Stored data:
:::::

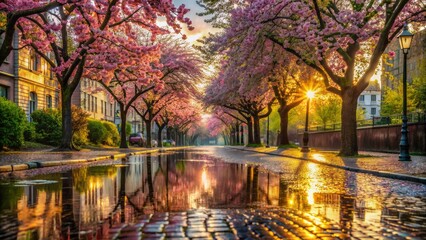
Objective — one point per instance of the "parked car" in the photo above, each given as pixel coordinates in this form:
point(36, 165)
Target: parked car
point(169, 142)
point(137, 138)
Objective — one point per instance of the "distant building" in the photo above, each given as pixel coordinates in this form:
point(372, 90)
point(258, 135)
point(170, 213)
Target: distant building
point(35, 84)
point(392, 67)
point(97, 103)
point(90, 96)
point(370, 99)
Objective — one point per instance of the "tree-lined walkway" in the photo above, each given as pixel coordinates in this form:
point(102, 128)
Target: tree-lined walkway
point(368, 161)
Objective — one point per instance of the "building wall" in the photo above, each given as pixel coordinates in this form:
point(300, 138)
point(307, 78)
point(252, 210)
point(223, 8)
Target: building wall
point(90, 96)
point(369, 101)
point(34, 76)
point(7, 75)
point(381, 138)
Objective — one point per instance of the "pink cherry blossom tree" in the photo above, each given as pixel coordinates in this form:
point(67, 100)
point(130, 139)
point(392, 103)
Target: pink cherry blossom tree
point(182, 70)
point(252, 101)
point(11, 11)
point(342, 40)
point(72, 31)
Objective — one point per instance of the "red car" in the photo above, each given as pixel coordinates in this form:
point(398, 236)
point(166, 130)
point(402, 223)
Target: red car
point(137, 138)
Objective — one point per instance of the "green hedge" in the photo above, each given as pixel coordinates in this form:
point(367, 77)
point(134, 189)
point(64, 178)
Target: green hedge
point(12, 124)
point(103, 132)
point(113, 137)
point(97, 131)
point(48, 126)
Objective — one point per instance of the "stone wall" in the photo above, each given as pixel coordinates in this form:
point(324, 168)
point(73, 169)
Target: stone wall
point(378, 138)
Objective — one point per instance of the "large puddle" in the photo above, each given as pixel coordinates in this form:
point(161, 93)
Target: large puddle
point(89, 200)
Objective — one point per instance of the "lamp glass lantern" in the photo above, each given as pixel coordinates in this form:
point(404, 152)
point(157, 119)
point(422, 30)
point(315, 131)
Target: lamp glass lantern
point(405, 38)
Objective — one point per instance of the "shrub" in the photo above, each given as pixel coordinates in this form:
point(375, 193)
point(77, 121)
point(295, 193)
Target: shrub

:::::

What the exercise asks: Output the lines above as a JSON list of strings, one string per line and with blank lines omitted, starting at the first line and ending at the line containing "point(72, 31)", with both ends included. Leave the pictures out of the answer.

Result:
[
  "Objective — one point per instance of the \"parked car\" in the photo above, each given as pixel coordinates in this form:",
  "point(36, 165)",
  "Target: parked car",
  "point(169, 142)",
  "point(137, 138)",
  "Objective — one point per instance of the \"distant building\" in the photo above, each given as pixel coordinates in this form:",
  "point(372, 90)",
  "point(258, 135)",
  "point(170, 213)",
  "Target: distant building",
  "point(35, 84)",
  "point(392, 67)",
  "point(97, 103)",
  "point(90, 96)",
  "point(370, 99)",
  "Objective — one point per instance of the \"tree-lined walkway\" in the photo above, each given as pixel coordinates in this form:",
  "point(102, 128)",
  "Target: tree-lined walkway",
  "point(368, 161)",
  "Objective — one point per instance of the \"building wall\" in the photo above, each given as pixel coordinates in this form:",
  "point(300, 138)",
  "point(307, 78)",
  "point(252, 210)",
  "point(223, 8)",
  "Target: building wall",
  "point(90, 96)",
  "point(369, 101)",
  "point(34, 76)",
  "point(7, 75)",
  "point(381, 138)",
  "Objective — one point per instance of the \"pink cherry blossom tree\" in the photo above, each given as pixel coordinates in this form:",
  "point(67, 100)",
  "point(130, 139)",
  "point(392, 103)",
  "Target: pink cherry blossom tree",
  "point(182, 70)",
  "point(252, 101)",
  "point(11, 11)",
  "point(342, 40)",
  "point(72, 31)"
]